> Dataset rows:
• • • •
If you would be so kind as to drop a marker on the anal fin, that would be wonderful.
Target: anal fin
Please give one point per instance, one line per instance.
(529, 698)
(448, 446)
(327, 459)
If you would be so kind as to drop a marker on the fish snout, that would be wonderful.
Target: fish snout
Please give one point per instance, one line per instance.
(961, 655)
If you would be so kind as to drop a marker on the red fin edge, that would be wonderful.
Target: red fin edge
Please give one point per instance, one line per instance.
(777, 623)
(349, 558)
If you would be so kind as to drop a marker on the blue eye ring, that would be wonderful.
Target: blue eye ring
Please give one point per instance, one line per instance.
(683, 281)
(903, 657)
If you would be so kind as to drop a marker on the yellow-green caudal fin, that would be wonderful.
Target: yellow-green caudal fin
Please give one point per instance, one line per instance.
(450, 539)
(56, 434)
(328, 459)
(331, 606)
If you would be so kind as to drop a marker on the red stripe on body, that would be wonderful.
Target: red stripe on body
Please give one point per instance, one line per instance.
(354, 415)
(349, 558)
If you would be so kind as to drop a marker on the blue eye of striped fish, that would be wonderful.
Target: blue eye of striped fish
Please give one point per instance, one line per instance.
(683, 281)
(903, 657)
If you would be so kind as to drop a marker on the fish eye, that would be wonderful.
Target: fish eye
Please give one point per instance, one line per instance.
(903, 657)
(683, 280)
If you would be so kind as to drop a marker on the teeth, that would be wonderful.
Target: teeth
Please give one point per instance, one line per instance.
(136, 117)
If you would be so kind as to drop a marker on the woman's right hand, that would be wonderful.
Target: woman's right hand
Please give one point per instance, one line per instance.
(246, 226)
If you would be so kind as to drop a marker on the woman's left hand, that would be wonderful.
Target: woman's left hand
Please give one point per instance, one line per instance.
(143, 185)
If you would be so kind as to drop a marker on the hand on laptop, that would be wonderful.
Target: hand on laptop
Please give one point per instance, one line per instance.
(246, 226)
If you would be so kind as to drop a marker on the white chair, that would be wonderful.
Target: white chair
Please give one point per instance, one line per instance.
• • • •
> GIVEN INSTRUCTION: Reproduce all of the data above verbatim, line for line.

> RIGHT ANSWER:
If you would be so kind as to drop a marker on the anal fin, that would be wonderful.
Target: anal fin
Please give one point per instance, one line per instance.
(529, 698)
(448, 446)
(327, 459)
If you would be so kind as to drop a marker on the fish snout, that would be wonderful.
Target: fish snout
Please give one point per instance, one line per instance.
(961, 655)
If you would be so kind as to drop a marker on the red fin edge, that would be wonderful.
Target: red fin edge
Please give one point per instance, one line per instance.
(777, 623)
(349, 558)
If you would be so kind as to drop a marker on the blue eye ring, that would be wonderful.
Target: blue eye ring
Please give one point per instance, one line per instance.
(683, 281)
(903, 657)
If you would be so kind as to drop a marker on the yellow-green caudal fin, that would be wonderful.
Target: yellow-green caudal fin
Please give one point per instance, one line per instance.
(450, 539)
(56, 434)
(328, 459)
(331, 606)
If you would be so kind as to drop a marker on the red stripe on body, that would be wonderful.
Target: red stripe on body
Please give one point per instance, one line per instance.
(354, 415)
(349, 558)
If you would be so kind as to drop a marker on the blue eye of striped fish, that would be wonderful.
Target: blue eye of striped fish
Please give one point per instance, one line per instance.
(683, 281)
(903, 657)
If you would be so kind as to drop a marker on the fish eye, that would be wonderful.
Target: fish eye
Please give one point per instance, one line per instance.
(903, 657)
(683, 280)
If you would be so kind as to drop a marker on the teeth, that would be wonderful.
Target: teeth
Please give one point per instance, one line per instance.
(136, 117)
If you would be so kind as to drop a marker on the woman's right hand, that would be wonderful.
Target: woman's right hand
Please give one point per instance, one line per instance.
(246, 226)
If you would be so kind as to drop a marker on the woman's left hand, that would be wonderful.
Target: woman's left hand
Please give one point per instance, one line per instance.
(143, 185)
If you would be so kind as to drop a marker on the hand on laptop, that would be wonderful.
Target: hand on laptop
Please give one point per instance, one line per instance.
(246, 226)
If you would be so kind as to drop a marker on the white chair, that would be wonderful.
Target: white chair
Please give one point per instance, one line per instance.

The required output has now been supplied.